• **SOURCE PASSAGE**
=-=-=-=-=
# Pricing question



## lentil (Sep 8, 2003)

I'm submitting a proposal for a holiday party for 40 ppl, but I know I have some competion and want to come in under the other guy. Here's the menu for which I've tentatively come up with a pp price, but would like your opinions. I realize that there are many factors- city/rural, local prices etc, but still I'd like to get your ideas.

fruit and cheese and crackers
shrimp cocktail
prosciutto wrapped asparagus (I'm suggesting pros wrapped something else since asp will be pricy then)
stuffed mushrooms
finger sandwiches-1 kind (?!)

2 servers
flatware, china, wineglasses

I'm not happy with the menu, but this is what was chosen by the admin ***'t. If I get the job, I'll work on them to make a few changes.

Thanks in advance.


----------



## shroomgirl (Aug 11, 2000)

timing?
what cheeses?
decorating?
do you have your own supplies/ glassware, plates, napkins etc for 40 guests?
Platters?
Are you doing a package.....something I've done for last minute parties where a final count is too far gone, ie within a week of the event....is package it as 
up to 40 guests, that way you are not out on cooking labor....

Are the shrimp out or passed, size.....that's going to be your biggest cost....well and if you buy good cheese.

When in doubt ask what their budget is....


----------



## lentil (Sep 8, 2003)

I knew as soon as I hit send that I'd left off some important info.

Timing- 4-7pm

Cheeses- brie, swiss, cheddar

No decorating.

Passed shrimp 21-25's approx $8/# I was thinking 8# ought to be enough.

I have wine glasses- no other bev glasses. I also have plates and flatware and we'll use paper napkins.

This is an investment company, so I don't think $$ are a problem, but the admn assistant is handling the booking and she's being pretty frugal.

I was hoping you'd be on to answer me. Thanks!


----------



## lentil (Sep 8, 2003)

Oh yes, would you explain your "package" to me? Do you have a set menu? Price?


----------



## alongcame (Sep 24, 2007)

Without labour.... $10-13 with labour $13-15.

This weekend for my software company (as a favour), I am doing some quite elaborate appetizers for $12 per person, and about 7-8 appetizers for the event.. and I am still able to make decent profit.


----------



## pgr555 (Aug 3, 2007)

I agree with shroom, and I am usually less expensive than her (live in a lower cost of living area).
pgr


----------



## lentil (Sep 8, 2003)
=-=-=-=-=
• **SUPPLIED MATERIAL**
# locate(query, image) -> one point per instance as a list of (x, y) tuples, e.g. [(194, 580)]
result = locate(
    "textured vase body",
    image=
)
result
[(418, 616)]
=-=-=-=-=
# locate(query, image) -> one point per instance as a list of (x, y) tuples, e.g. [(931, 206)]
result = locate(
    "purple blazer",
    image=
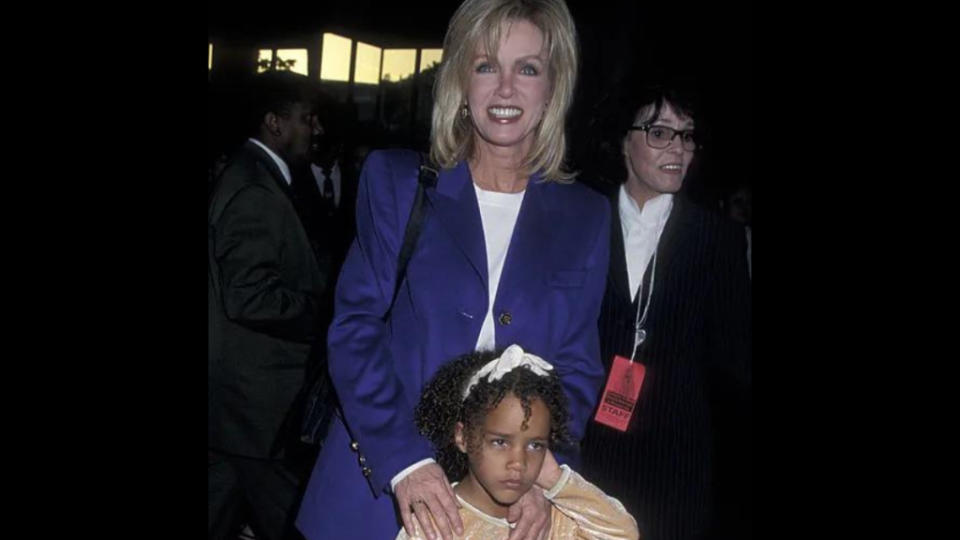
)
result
=-=-=-=-=
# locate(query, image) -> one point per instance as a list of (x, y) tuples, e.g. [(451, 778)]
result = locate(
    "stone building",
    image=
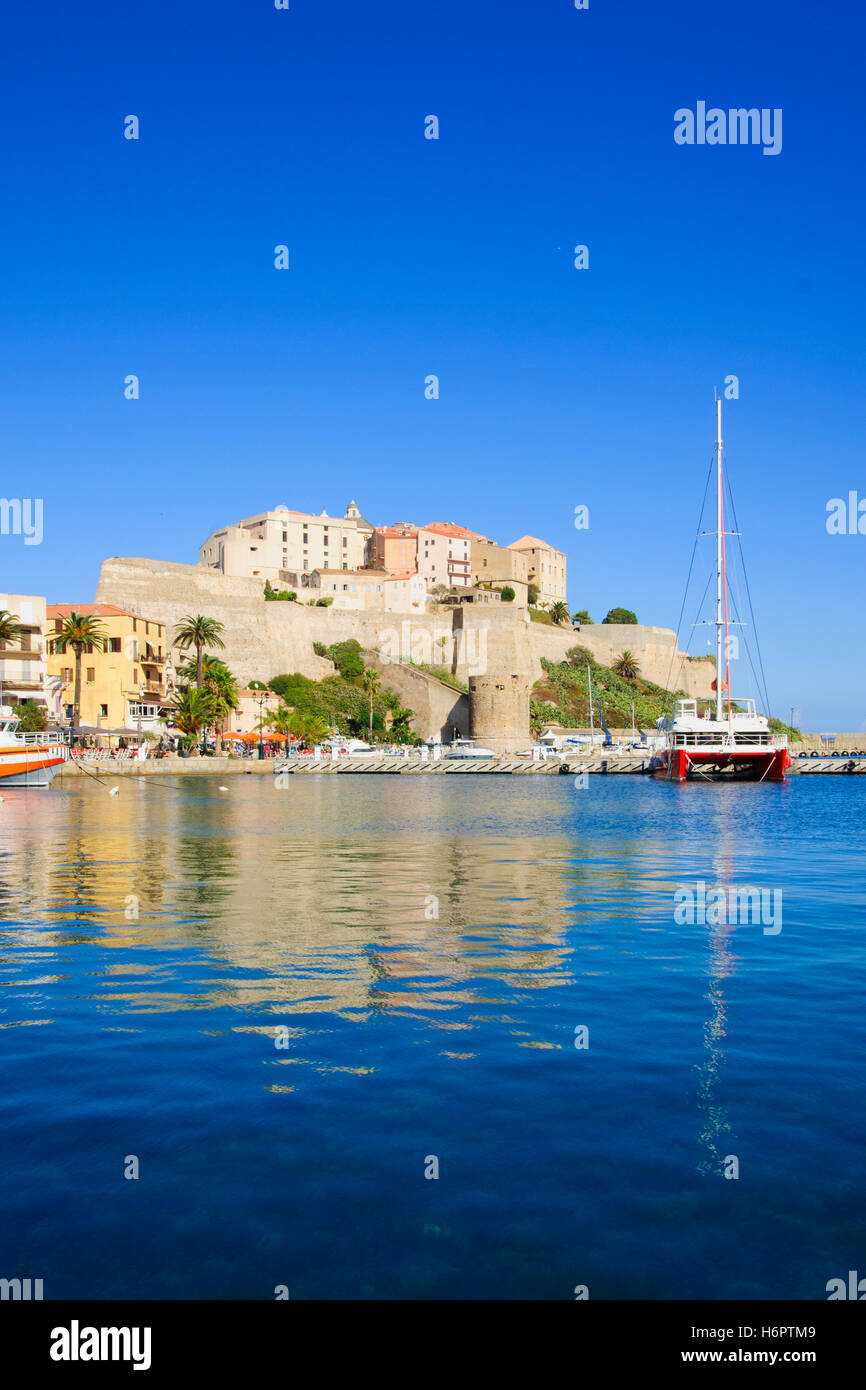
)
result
=-=-=-=-=
Name each dish on the holiday party menu in the first post of the catering pricing thread. Please work from the catering pricing thread alone, not the listing.

• **FINAL ANSWER**
- fruit and cheese and crackers
- shrimp cocktail
- prosciutto wrapped asparagus
- stuffed mushrooms
- finger sandwiches